### WHAT YOU NEED TO DO
Look below for the line containing "If you could tag the wet". Reproduce it and every line after it exactly, and nothing more.

(Point-per-instance localization data)
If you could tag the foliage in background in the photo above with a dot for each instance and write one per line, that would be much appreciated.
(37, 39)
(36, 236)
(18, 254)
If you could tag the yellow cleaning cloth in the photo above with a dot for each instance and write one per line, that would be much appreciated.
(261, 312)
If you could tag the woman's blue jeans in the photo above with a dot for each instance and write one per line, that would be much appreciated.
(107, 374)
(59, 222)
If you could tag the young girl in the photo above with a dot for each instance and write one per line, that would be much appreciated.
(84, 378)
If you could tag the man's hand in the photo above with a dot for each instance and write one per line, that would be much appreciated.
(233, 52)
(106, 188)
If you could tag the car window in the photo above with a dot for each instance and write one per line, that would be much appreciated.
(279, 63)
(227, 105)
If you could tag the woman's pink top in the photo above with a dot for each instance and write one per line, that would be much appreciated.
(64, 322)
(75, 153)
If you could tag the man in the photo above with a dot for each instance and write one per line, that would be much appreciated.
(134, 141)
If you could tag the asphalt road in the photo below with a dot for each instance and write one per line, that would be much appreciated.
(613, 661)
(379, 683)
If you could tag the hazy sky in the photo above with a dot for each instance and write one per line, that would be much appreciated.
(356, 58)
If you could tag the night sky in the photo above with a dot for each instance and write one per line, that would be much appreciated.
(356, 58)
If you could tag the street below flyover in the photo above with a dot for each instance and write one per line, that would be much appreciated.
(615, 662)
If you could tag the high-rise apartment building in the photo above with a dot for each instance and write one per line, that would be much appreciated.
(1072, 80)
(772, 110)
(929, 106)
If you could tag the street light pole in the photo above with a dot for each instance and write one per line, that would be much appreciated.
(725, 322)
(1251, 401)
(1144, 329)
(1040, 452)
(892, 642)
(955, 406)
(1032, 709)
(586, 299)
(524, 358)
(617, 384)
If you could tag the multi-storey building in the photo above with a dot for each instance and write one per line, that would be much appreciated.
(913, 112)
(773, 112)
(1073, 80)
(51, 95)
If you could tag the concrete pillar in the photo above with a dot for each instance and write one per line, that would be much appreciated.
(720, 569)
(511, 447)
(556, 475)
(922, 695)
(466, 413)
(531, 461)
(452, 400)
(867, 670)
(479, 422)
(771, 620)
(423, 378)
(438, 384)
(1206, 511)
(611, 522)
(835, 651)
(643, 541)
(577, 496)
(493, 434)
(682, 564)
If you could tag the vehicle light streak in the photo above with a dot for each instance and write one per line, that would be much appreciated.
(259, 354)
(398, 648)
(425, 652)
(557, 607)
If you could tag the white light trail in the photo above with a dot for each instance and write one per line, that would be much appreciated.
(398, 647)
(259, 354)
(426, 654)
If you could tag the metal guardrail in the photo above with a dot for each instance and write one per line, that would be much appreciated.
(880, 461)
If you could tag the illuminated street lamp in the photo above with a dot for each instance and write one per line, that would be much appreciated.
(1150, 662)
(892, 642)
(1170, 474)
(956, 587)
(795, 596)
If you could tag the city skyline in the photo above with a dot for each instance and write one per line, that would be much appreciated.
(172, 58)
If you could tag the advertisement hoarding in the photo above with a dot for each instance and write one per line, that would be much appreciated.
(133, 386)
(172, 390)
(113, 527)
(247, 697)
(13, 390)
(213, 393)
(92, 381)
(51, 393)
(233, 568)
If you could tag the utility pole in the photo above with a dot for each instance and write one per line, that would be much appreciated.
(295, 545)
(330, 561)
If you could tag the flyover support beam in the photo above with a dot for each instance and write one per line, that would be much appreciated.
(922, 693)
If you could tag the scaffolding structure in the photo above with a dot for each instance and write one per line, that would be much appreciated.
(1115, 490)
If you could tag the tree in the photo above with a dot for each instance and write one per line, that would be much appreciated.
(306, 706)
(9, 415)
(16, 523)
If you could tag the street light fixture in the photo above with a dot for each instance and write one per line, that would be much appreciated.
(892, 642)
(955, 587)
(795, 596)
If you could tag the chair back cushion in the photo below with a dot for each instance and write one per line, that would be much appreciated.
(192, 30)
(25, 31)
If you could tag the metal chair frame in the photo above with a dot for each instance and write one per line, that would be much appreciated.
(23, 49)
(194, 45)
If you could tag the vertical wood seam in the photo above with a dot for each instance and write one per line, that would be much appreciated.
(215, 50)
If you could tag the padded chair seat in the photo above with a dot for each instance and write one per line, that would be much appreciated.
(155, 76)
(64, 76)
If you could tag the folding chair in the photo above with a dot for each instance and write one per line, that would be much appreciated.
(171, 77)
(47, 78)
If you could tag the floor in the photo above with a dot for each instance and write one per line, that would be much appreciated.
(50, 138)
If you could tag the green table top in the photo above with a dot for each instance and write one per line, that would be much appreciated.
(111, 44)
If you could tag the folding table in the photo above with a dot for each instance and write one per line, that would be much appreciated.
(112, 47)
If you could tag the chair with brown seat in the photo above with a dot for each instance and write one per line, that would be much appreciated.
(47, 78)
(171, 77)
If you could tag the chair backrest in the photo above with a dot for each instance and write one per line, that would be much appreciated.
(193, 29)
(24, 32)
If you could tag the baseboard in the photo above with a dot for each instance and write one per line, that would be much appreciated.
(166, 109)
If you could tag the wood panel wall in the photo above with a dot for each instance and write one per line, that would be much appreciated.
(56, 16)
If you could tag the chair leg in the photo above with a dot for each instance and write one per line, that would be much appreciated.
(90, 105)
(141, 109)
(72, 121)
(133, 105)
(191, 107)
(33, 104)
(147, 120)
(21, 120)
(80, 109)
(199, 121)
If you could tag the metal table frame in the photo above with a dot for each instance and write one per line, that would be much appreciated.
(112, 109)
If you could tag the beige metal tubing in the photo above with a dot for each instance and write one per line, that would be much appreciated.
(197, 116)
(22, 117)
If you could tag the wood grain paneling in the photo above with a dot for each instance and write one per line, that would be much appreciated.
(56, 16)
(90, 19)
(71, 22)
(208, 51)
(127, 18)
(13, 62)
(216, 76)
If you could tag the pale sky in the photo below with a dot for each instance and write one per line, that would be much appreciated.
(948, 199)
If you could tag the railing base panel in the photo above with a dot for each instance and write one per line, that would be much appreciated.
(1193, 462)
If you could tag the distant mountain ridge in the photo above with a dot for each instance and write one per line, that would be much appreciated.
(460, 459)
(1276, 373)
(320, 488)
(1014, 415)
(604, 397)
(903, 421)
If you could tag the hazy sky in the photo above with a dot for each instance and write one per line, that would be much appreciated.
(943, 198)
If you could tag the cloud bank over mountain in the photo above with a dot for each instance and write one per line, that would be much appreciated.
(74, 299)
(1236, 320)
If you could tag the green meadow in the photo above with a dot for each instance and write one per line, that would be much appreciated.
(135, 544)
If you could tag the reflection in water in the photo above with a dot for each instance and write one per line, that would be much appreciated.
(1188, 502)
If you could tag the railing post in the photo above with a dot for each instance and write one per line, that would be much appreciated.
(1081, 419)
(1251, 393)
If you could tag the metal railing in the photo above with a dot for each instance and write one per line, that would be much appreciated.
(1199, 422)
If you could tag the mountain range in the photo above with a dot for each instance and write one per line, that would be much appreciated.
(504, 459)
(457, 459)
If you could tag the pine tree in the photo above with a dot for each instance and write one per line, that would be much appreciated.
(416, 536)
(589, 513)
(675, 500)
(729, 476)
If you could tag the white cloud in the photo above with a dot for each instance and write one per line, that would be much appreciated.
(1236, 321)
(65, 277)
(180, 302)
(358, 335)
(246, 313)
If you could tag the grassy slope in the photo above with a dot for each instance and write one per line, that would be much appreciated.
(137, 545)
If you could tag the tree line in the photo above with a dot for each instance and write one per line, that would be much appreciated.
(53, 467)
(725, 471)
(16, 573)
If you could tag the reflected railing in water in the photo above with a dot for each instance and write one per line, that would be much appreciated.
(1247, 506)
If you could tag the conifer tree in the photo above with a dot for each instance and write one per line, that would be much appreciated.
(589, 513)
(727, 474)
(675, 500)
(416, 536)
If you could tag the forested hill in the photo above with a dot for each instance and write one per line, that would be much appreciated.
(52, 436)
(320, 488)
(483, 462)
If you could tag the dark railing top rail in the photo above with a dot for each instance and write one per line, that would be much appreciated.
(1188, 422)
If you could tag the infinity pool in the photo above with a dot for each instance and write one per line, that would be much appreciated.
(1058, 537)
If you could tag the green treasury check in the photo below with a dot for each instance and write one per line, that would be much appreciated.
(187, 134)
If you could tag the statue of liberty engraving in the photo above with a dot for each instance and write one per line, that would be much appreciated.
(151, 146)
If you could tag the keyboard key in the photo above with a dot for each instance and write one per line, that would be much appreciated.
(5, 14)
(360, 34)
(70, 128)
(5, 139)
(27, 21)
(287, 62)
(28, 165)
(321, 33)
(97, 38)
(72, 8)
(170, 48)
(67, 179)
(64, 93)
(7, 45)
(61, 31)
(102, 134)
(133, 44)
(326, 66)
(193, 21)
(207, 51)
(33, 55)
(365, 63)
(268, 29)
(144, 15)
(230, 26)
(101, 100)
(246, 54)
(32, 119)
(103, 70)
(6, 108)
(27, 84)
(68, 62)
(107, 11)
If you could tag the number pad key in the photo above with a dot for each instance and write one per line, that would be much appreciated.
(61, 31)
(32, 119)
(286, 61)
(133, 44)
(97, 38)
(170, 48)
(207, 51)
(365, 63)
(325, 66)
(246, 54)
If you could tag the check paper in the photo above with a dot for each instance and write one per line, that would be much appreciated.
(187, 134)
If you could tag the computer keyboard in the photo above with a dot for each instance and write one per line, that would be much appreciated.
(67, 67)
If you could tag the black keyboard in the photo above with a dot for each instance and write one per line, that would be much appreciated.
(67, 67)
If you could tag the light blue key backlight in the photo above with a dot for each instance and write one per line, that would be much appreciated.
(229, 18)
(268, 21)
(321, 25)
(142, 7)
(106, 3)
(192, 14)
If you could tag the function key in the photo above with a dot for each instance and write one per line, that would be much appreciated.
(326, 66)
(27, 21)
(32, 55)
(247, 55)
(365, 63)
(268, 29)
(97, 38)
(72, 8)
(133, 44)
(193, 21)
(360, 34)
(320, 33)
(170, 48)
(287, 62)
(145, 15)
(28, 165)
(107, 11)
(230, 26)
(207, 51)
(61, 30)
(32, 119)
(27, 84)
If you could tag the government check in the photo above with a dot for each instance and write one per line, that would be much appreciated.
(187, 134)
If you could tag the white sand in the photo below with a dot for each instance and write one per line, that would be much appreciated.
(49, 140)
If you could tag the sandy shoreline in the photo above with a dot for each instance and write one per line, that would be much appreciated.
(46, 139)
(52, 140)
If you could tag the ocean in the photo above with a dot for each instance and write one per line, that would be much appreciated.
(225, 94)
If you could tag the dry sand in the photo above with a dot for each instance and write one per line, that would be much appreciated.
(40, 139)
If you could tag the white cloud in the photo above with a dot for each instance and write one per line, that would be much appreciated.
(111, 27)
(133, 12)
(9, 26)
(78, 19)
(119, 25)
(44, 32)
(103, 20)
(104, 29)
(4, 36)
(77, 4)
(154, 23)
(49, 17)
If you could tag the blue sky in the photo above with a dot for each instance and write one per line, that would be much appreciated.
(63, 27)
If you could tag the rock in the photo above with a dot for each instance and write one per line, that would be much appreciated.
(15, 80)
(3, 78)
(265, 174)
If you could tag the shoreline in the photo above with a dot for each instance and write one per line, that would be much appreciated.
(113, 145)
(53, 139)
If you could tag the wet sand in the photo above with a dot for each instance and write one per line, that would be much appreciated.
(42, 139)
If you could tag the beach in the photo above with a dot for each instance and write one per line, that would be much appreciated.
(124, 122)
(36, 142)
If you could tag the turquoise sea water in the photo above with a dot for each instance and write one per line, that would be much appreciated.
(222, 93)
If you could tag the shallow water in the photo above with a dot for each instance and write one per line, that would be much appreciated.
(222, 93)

### EXERCISE RESPONSE
If you could tag the wet sand in the photo above with a dot for each instance and write one per line, that would be much appreciated.
(42, 139)
If you could tag the beach in the photo above with a dot for each instance and write one per line, that would be much appreciated.
(124, 122)
(36, 142)
If you could tag the turquoise sea water in the photo above with a dot for each instance and write one per line, that would be much appreciated.
(222, 93)
If you could tag the shallow water in the photo above with a dot for each instance and write one per line, that would be much appreciated.
(222, 93)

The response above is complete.